### Questions to answer:
A) List each thing that the review names as part of Richie Beckett's veneer of respectability.
B) According to the review, which actor plays Richie Beckett?
C) Reproduce the part of the review from "Alzheimer’s disease in" to "his early 60s.".

### Text shown:
In gangland, Alzheimer's can seriously damage your wealth

TELEVISION: A drama about a crime boss with the disease has great performances but soon descends into cliche

TELEVISION:A drama about a crime boss with the disease has great performances but soon descends into cliche

Alzheimer’s disease in TV dramas usually features a very old person shuffling around in slippers and putting the house keys in the fridge – but a gangster with the condition? That’s new. And it worked in The Fear (Channel 4, Monday-Thursday), a drama shown over four consecutive nights and starring Peter Mullan as Richie Beckett, a crime boss in his early 60s.

He’s still profiting from his control of Brighton’s seedy sex and drugs underworld, but now it is with the veneer of respectability: the trophy house, the boutique hotel, the gallery-owning wife, and rounds of golf with the chief of police. But his memory and reasoning are slipping, and brutal events from the past keep flashing though his head. He’s prone to violent outbursts that he instantly forgets. “I haven’t laid a finger on anyone in 15 years, and I’m not going to start now,” he says convincingly just minutes after we’ve seen him assault a cyclist in a road-rage incident.

### Data extract:
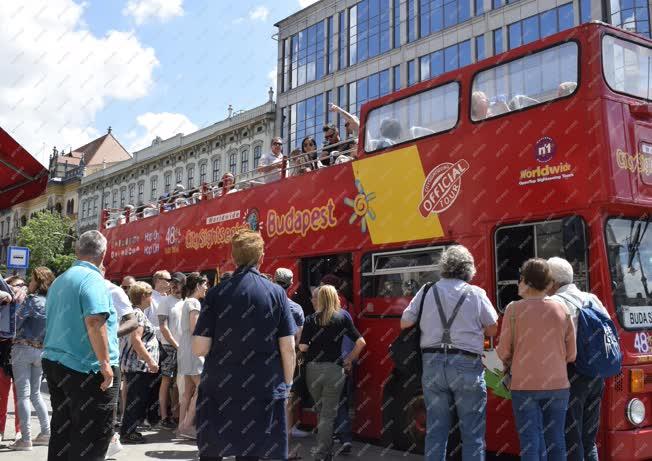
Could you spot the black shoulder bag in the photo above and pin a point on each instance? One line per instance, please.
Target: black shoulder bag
(405, 351)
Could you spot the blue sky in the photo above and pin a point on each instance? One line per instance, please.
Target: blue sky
(145, 67)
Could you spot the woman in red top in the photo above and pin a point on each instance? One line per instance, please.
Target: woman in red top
(537, 341)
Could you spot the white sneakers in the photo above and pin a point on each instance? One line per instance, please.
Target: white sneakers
(114, 447)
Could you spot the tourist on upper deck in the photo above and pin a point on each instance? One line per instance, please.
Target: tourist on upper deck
(583, 415)
(537, 340)
(309, 148)
(456, 317)
(272, 162)
(352, 123)
(333, 145)
(299, 163)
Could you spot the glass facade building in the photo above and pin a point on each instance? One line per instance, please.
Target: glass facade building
(349, 53)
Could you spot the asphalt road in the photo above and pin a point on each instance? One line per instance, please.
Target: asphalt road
(163, 445)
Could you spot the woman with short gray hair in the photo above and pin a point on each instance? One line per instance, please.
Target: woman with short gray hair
(455, 318)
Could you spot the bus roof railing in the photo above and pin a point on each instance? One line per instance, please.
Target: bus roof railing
(291, 165)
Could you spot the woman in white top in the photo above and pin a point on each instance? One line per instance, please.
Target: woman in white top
(188, 365)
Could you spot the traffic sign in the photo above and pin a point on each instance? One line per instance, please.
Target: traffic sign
(17, 258)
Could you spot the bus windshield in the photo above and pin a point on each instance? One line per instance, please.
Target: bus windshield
(627, 66)
(629, 245)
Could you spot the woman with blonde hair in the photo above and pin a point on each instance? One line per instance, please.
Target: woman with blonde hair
(321, 343)
(26, 359)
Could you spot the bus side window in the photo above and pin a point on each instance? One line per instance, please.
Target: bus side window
(517, 243)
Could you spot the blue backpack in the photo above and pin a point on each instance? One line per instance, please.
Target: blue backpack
(598, 348)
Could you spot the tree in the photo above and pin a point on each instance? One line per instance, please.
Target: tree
(48, 237)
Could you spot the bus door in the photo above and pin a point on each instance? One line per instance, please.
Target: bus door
(389, 405)
(314, 269)
(513, 245)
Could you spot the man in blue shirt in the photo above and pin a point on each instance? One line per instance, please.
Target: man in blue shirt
(80, 357)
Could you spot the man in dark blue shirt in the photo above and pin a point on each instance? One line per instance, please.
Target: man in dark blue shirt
(246, 332)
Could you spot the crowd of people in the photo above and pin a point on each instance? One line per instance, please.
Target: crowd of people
(174, 356)
(556, 408)
(225, 366)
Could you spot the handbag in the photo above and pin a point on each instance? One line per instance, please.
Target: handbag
(405, 351)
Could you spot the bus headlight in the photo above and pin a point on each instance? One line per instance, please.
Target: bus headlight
(635, 411)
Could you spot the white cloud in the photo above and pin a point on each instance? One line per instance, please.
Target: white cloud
(163, 124)
(146, 10)
(260, 13)
(57, 75)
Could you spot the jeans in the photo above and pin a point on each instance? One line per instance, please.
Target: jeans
(26, 365)
(536, 413)
(454, 381)
(82, 414)
(583, 416)
(139, 405)
(343, 419)
(325, 382)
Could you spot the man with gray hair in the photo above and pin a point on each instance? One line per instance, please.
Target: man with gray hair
(80, 357)
(455, 318)
(583, 416)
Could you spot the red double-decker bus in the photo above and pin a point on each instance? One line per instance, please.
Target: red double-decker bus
(545, 150)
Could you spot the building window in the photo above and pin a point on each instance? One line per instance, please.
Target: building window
(369, 30)
(495, 4)
(331, 55)
(585, 10)
(233, 163)
(435, 15)
(397, 78)
(244, 161)
(216, 169)
(450, 58)
(191, 176)
(167, 180)
(307, 55)
(412, 20)
(368, 89)
(341, 40)
(479, 7)
(631, 15)
(498, 41)
(258, 152)
(539, 26)
(154, 188)
(397, 24)
(480, 52)
(306, 119)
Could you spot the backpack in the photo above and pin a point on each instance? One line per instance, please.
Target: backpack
(598, 346)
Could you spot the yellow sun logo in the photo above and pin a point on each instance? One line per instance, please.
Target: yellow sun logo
(360, 205)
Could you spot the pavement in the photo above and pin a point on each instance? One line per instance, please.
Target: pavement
(162, 445)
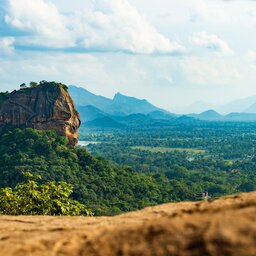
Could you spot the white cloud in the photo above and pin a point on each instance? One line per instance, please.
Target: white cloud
(211, 42)
(6, 45)
(109, 25)
(205, 71)
(251, 56)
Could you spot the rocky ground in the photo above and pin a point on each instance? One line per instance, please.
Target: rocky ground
(226, 226)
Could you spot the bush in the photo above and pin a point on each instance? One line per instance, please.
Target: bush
(30, 198)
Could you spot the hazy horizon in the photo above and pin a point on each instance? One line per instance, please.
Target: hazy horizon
(171, 53)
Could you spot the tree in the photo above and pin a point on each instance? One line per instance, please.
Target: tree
(30, 198)
(33, 84)
(23, 85)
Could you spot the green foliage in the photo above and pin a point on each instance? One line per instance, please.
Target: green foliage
(30, 198)
(185, 160)
(105, 188)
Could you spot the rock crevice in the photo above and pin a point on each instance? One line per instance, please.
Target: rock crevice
(45, 107)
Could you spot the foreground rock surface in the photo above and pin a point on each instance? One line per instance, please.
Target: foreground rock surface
(222, 227)
(48, 106)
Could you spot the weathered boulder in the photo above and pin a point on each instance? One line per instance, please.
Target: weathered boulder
(47, 106)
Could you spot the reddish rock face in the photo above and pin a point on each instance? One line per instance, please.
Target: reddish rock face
(46, 107)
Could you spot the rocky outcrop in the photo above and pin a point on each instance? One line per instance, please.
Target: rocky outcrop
(226, 226)
(47, 106)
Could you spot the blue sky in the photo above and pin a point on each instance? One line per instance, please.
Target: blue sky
(171, 52)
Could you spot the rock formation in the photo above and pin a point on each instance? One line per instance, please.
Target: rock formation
(46, 106)
(226, 226)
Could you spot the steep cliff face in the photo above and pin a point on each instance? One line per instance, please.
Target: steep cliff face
(45, 107)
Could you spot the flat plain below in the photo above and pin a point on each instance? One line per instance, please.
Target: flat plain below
(226, 226)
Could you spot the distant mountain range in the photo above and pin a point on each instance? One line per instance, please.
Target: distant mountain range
(123, 111)
(245, 105)
(212, 115)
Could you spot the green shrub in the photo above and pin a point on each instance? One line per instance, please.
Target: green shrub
(30, 198)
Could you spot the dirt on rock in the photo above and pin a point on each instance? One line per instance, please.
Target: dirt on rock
(222, 227)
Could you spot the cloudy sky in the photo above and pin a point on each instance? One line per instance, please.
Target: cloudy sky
(171, 52)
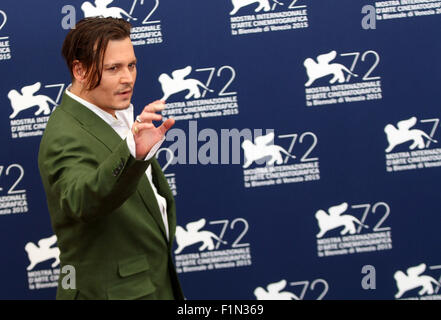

### Solutions to the problems:
A)
- the trophy house
- the boutique hotel
- the gallery-owning wife
- rounds of golf with the chief of police

B) Peter Mullan

C)
Alzheimer’s disease in TV dramas usually features a very old person shuffling around in slippers and putting the house keys in the fridge – but a gangster with the condition? That’s new. And it worked in The Fear (Channel 4, Monday-Thursday), a drama shown over four consecutive nights and starring Peter Mullan as Richie Beckett, a crime boss in his early 60s.